▶ _Short problem A_
Output the article on Ram Madhav's move to the BJP in full, word for word.

** Begin Source text **

Ram Madhav’s inclusion in the BJP is to blunt Arun  Jaitley’s clout, smoothen relations with the rss, and use  his diplomatic and academic contacts.

By Bhavdeep Kang

From time to time, the RSS deputes those it deems its best and brightest to its political arm. Deen Dayal Upadhyay, Nanaji Deshmukh, Lal Krishna Advani, Atal Bihari Vajpayee, KN Govindacharya and Sanjay Joshi come to mind. In keeping with this hallowed tradition of generational change, Ram Madhav—the best-known face of the RSS—has been sent forth to serve the BJP. The rumor is that he will be appointed as one of party’s general secretaries; he may eventually become its organising secretary. 

Representing the convergence of NDA government, the BJP and the RSS, he occupies a unique niche in the “sanghiverse”. While he is generally regarded as being “Narendra Modi’s man” and enjoys his confidence, those who know him say Madhav is, first and last, an RSS man. With his boss and the newly-anointed BJP president, Amit Shah, a staunch Modi loyalist, he will serve to balance the BJP-RSS hegemony of the Arun Jaitley-Suresh Soni duo (Soni is number three in RSS).

Madhav was seen primarily as “the communicator”, responsible for transmitting the RSS view to the media and the world within its reach. Officially, the RSS did not have a spokesperson; the post of pravakta was created for him. The fact that RSS supremos, particularly the current sarsanghchalak Mohan Rao Bhagwat and his number two, sar karyavaha Suresh ‘Bhaiyyaji” Joshi, are given to cryptic off-the-cuff remarks open to diverse interpretations, compelled him to do damage control with the media.

He became spokesperson at a critical time for the BJP, when it had taken a battering after the Gujarat riots of 2002. His adroit handling of the media naturally raised hackles in an organization wedded to the concept of prasiddhi parimukta, which roughly translates into staying away from fame. Elements within the sangh questioned the necessity of a spokesperson and he responded by avoiding the limelight. This abnegation had a boomerang effect and the sangh decided to expand its interface with the media by drawing up a panel of spokespersons. De facto, Madhav remained the primary channel between the media and the RSS.

** End Source text **

▶ _Short problem B_
Replace "woman's" with "girl's" in the listing lines, starting at the line containing "In this photo, point at the house" and ending at the last line of the listing. Reproduce only those lines, with everything else left unchanged.

** Begin Available data **

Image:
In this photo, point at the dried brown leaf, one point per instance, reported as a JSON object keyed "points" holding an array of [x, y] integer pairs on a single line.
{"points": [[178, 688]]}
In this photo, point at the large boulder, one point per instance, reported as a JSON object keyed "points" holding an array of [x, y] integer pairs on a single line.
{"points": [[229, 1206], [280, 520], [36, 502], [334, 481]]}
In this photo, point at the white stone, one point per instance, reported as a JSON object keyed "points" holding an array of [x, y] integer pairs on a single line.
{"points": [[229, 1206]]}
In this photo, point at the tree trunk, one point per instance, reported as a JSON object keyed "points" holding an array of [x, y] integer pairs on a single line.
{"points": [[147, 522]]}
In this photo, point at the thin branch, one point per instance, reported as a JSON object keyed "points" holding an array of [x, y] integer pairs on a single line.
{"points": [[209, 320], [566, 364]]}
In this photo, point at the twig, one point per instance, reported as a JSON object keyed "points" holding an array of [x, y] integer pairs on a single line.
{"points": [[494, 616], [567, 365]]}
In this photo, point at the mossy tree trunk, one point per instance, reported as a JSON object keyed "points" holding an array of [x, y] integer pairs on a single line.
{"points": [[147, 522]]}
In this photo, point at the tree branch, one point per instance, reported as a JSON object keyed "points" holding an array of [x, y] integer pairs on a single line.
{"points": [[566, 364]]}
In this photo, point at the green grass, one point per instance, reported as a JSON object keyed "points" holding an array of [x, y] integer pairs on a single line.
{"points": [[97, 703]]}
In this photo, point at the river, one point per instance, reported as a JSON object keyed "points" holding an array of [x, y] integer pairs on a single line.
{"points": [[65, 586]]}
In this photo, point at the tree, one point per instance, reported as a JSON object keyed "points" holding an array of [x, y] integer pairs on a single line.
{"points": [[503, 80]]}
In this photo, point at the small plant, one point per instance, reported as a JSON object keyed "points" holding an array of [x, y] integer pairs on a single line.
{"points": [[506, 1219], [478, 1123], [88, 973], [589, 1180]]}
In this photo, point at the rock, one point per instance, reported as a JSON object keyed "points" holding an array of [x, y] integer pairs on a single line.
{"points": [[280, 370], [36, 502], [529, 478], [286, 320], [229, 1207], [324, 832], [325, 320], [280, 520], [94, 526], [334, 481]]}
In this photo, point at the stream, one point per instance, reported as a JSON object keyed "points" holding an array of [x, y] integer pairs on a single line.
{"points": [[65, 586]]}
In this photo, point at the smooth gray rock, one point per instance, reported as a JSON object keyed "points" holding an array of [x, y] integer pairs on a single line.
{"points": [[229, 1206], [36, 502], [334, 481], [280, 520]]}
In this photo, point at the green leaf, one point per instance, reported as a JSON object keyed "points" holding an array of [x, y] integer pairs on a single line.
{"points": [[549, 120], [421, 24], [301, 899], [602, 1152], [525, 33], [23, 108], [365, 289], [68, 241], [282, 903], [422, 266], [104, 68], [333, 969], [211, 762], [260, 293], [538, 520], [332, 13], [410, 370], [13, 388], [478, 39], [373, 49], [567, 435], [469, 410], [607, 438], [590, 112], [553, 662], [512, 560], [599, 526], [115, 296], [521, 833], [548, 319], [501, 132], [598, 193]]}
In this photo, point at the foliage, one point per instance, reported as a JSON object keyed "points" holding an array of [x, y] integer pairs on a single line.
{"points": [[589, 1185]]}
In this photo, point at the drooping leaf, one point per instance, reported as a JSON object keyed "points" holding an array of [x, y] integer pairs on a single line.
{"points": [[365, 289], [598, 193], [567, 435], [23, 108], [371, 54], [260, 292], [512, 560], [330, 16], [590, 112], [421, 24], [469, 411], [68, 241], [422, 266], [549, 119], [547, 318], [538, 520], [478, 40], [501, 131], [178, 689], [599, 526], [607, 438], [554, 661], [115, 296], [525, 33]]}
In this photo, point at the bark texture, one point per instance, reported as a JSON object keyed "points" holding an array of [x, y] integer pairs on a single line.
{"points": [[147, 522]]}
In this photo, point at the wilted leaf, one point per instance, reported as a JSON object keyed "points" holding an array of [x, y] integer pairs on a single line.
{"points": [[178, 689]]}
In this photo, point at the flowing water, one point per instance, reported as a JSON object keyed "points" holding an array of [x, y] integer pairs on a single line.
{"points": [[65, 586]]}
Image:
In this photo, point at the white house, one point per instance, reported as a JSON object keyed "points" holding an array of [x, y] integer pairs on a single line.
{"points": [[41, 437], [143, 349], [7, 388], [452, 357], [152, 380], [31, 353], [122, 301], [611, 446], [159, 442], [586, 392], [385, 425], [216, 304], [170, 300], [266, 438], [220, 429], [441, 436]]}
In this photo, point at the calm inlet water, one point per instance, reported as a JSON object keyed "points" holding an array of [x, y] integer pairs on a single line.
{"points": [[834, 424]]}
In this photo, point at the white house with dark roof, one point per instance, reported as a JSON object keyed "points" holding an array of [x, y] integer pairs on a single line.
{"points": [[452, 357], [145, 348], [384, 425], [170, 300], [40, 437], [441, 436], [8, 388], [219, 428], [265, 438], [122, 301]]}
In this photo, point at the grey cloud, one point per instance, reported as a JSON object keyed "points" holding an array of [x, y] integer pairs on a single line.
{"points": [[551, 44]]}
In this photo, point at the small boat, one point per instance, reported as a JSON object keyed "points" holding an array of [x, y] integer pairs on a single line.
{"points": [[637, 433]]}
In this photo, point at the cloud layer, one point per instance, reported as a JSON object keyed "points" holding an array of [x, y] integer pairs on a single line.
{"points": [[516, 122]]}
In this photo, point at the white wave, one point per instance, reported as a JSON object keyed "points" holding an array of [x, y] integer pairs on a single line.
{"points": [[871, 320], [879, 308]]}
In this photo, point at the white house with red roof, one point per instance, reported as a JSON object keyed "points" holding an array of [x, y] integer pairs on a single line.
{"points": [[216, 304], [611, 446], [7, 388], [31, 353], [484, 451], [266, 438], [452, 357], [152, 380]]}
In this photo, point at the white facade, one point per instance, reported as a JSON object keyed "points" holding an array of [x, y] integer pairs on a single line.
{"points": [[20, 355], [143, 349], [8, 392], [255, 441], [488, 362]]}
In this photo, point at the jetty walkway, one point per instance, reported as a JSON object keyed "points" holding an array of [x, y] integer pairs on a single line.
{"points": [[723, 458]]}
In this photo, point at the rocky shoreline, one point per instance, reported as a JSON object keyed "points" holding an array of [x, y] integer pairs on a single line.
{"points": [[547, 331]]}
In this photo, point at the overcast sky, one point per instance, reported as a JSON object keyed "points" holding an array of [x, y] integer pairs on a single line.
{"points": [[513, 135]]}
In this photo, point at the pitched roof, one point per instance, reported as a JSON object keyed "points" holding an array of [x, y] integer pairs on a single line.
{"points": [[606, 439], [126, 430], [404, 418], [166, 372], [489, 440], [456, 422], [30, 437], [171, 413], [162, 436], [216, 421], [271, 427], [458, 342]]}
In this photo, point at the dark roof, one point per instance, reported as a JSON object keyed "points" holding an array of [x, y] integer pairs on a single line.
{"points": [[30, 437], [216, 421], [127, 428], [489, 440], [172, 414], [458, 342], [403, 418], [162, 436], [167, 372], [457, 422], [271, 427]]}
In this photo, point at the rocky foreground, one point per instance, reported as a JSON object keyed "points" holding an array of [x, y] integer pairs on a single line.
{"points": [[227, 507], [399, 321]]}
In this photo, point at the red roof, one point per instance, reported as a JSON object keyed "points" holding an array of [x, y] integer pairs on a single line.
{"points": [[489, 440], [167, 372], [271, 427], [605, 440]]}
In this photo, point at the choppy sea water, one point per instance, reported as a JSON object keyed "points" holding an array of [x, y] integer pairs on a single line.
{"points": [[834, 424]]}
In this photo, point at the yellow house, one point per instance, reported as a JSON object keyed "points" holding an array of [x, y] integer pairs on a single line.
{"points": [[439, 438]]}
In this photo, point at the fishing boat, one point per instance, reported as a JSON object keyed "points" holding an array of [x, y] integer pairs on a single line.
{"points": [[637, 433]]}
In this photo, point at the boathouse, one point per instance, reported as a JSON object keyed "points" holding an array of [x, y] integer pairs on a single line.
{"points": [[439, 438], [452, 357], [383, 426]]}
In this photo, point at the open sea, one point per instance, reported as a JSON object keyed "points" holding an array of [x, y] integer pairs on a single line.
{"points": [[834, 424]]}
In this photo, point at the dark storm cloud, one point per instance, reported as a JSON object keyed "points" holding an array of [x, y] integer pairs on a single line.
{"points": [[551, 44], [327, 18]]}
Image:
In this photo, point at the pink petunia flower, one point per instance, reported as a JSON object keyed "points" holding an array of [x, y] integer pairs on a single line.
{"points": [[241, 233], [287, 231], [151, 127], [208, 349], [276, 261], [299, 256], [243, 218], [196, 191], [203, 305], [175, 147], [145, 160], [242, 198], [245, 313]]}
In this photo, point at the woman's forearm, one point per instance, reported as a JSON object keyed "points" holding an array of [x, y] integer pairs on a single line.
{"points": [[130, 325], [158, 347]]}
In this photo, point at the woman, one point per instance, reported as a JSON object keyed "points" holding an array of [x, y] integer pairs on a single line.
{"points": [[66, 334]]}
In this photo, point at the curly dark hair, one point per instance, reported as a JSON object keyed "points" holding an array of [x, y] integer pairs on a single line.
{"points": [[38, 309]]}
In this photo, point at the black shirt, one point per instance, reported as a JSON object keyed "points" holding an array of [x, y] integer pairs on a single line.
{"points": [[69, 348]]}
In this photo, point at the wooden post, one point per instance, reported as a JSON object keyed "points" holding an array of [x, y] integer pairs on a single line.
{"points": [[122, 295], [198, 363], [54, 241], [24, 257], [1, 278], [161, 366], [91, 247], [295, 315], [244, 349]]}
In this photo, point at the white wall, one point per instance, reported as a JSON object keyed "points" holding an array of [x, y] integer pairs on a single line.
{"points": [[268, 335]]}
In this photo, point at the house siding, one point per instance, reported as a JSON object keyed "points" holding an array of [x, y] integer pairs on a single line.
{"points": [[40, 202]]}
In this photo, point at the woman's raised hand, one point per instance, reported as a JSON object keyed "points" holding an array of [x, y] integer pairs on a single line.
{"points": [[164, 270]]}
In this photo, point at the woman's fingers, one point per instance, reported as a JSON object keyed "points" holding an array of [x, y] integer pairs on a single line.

** End Available data **

▶ _Right answer A_
Ram Madhav’s inclusion in the BJP is to blunt Arun  Jaitley’s clout, smoothen relations with the rss, and use  his diplomatic and academic contacts.

By Bhavdeep Kang

From time to time, the RSS deputes those it deems its best and brightest to its political arm. Deen Dayal Upadhyay, Nanaji Deshmukh, Lal Krishna Advani, Atal Bihari Vajpayee, KN Govindacharya and Sanjay Joshi come to mind. In keeping with this hallowed tradition of generational change, Ram Madhav—the best-known face of the RSS—has been sent forth to serve the BJP. The rumor is that he will be appointed as one of party’s general secretaries; he may eventually become its organising secretary. 

Representing the convergence of NDA government, the BJP and the RSS, he occupies a unique niche in the “sanghiverse”. While he is generally regarded as being “Narendra Modi’s man” and enjoys his confidence, those who know him say Madhav is, first and last, an RSS man. With his boss and the newly-anointed BJP president, Amit Shah, a staunch Modi loyalist, he will serve to balance the BJP-RSS hegemony of the Arun Jaitley-Suresh Soni duo (Soni is number three in RSS).

Madhav was seen primarily as “the communicator”, responsible for transmitting the RSS view to the media and the world within its reach. Officially, the RSS did not have a spokesperson; the post of pravakta was created for him. The fact that RSS supremos, particularly the current sarsanghchalak Mohan Rao Bhagwat and his number two, sar karyavaha Suresh ‘Bhaiyyaji” Joshi, are given to cryptic off-the-cuff remarks open to diverse interpretations, compelled him to do damage control with the media.

He became spokesperson at a critical time for the BJP, when it had taken a battering after the Gujarat riots of 2002. His adroit handling of the media naturally raised hackles in an organization wedded to the concept of prasiddhi parimukta, which roughly translates into staying away from fame. Elements within the sangh questioned the necessity of a spokesperson and he responded by avoiding the limelight. This abnegation had a boomerang effect and the sangh decided to expand its interface with the media by drawing up a panel of spokespersons. De facto, Madhav remained the primary channel between the media and the RSS.

▶ _Right answer B_
In this photo, point at the house siding, one point per instance, reported as a JSON object keyed "points" holding an array of [x, y] integer pairs on a single line.
{"points": [[40, 202]]}
In this photo, point at the girl's raised hand, one point per instance, reported as a JSON object keyed "points" holding an array of [x, y] integer pairs on a single line.
{"points": [[164, 270]]}
In this photo, point at the girl's fingers, one point per instance, reported as a JSON object keyed "points" holding an array of [x, y] integer pairs on a single line.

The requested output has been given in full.